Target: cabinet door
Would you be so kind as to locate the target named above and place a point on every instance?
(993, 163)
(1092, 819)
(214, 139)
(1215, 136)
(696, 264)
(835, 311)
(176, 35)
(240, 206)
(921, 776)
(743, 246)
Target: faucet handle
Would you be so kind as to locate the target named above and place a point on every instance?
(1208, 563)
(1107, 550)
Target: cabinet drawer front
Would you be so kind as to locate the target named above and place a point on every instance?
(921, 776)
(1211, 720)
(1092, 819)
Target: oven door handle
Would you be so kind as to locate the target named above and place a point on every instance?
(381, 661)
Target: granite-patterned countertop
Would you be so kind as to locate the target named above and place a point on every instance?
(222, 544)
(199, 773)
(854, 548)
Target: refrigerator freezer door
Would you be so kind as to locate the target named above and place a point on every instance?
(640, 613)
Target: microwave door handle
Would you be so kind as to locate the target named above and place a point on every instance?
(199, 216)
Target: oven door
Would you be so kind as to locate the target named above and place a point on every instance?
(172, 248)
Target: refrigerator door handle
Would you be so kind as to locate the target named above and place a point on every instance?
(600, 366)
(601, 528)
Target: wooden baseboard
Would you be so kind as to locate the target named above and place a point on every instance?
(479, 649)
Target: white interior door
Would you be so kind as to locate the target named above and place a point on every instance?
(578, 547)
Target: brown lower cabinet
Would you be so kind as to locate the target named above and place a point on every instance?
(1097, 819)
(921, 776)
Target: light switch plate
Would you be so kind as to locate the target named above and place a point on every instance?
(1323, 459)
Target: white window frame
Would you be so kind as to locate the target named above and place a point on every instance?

-=-=-

◆ EXERCISE OBJECTIVE
Give the lines from the one containing "Target: light switch plate" through the final line above, both included, as a JSON list of strings with one string per line and blank lines omitted.

◆ EXERCISE OUTPUT
[
  "Target: light switch plate",
  "Would you be so kind as to locate the target named above and place a point on every instance?",
  "(1323, 459)",
  "Target: white window frame",
  "Would you be so kind as to locate the target named above and place a point on every instance?"
]